## [TASK DETAILS]
Copy out every record exactly.

## [RECORDS SUPPLIED]

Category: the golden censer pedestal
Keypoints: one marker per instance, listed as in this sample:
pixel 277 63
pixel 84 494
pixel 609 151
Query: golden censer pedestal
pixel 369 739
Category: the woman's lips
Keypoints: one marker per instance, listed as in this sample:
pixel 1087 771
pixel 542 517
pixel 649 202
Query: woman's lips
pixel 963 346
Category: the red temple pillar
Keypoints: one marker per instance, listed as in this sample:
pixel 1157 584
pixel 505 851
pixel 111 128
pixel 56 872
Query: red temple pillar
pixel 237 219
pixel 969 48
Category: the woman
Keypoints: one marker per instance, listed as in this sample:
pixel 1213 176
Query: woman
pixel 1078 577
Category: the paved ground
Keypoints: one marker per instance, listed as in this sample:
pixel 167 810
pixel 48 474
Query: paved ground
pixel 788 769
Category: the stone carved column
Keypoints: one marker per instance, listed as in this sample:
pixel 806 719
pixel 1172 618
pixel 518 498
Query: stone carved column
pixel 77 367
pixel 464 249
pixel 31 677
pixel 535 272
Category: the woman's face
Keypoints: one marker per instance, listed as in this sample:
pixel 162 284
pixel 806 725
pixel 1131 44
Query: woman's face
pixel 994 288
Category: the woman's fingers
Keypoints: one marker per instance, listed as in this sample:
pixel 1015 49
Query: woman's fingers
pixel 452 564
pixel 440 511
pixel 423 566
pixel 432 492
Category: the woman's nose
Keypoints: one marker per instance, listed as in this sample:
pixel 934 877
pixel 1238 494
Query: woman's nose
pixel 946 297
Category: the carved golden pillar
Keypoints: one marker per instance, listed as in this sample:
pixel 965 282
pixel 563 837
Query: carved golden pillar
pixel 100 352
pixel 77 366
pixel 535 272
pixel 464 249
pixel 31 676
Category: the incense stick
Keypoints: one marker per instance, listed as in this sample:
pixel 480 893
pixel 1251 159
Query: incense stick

## [RESULT BELOW]
Category: the golden censer pedestal
Keypoints: one marker per instance, listed as in this sample:
pixel 277 63
pixel 84 494
pixel 609 151
Query: golden censer pedestal
pixel 369 739
Category: the woman's lips
Keypoints: one marker per instance, listed as in this sample:
pixel 1087 771
pixel 542 517
pixel 649 202
Query: woman's lips
pixel 963 346
Category: the red temple pillar
Keypoints: one marker per instance, listed as in this sample:
pixel 1157 584
pixel 505 851
pixel 111 128
pixel 56 872
Query: red temple pillar
pixel 237 219
pixel 969 48
Category: the woman
Keypoints: one marker per instance, listed as in this sample:
pixel 1213 176
Query: woman
pixel 1078 577
Category: the paved ground
Keypoints: one marker per instance, listed as in this sample:
pixel 167 810
pixel 48 474
Query: paved ground
pixel 788 769
Category: the stone carved column
Keypoints: one marker per instance, listed as in this sample:
pixel 806 719
pixel 1172 618
pixel 518 498
Query: stone carved column
pixel 77 367
pixel 464 249
pixel 31 677
pixel 535 272
Category: the woman's face
Keypoints: one marker per instance, listed as in this sample:
pixel 162 284
pixel 806 725
pixel 1131 44
Query: woman's face
pixel 994 288
Category: the woman's fingers
Keypoints: one marker per instance, listed as in this sample:
pixel 1015 49
Query: woman's fingers
pixel 452 564
pixel 440 511
pixel 423 566
pixel 432 492
Category: the woman's nose
Keypoints: one marker per instance, listed as in this sample:
pixel 934 877
pixel 1238 494
Query: woman's nose
pixel 946 297
Category: the carved golden pillar
Keypoints: one marker per instance, listed as in this sample:
pixel 965 282
pixel 563 837
Query: carved golden pillar
pixel 100 352
pixel 77 366
pixel 535 272
pixel 464 249
pixel 31 676
Category: the incense stick
Keypoints: one marker per instance, listed as in this sample:
pixel 480 893
pixel 1251 159
Query: incense stick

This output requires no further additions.